- [Aim of the exercise] Every line of the data below is to be given again as it appears, with the images removed.

━━━━━ Input ━━━━━

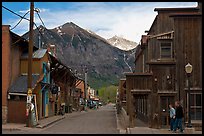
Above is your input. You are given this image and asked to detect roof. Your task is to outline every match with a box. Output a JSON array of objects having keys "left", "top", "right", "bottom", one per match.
[
  {"left": 9, "top": 30, "right": 38, "bottom": 50},
  {"left": 154, "top": 7, "right": 199, "bottom": 12},
  {"left": 8, "top": 74, "right": 40, "bottom": 94},
  {"left": 21, "top": 49, "right": 47, "bottom": 59},
  {"left": 169, "top": 13, "right": 202, "bottom": 17},
  {"left": 147, "top": 15, "right": 158, "bottom": 35},
  {"left": 10, "top": 31, "right": 29, "bottom": 47},
  {"left": 49, "top": 54, "right": 77, "bottom": 81}
]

━━━━━

- [Solution to the exercise]
Above is your input. You are given this image and asked to detect roof. Your task is to outline every match with a box. Output a JSON array of objects having keys "left", "top", "right", "bottom", one per match.
[
  {"left": 9, "top": 30, "right": 38, "bottom": 50},
  {"left": 154, "top": 7, "right": 199, "bottom": 12},
  {"left": 8, "top": 74, "right": 40, "bottom": 94},
  {"left": 21, "top": 49, "right": 47, "bottom": 59},
  {"left": 169, "top": 13, "right": 202, "bottom": 17},
  {"left": 147, "top": 15, "right": 158, "bottom": 35},
  {"left": 10, "top": 31, "right": 29, "bottom": 47},
  {"left": 49, "top": 54, "right": 77, "bottom": 81}
]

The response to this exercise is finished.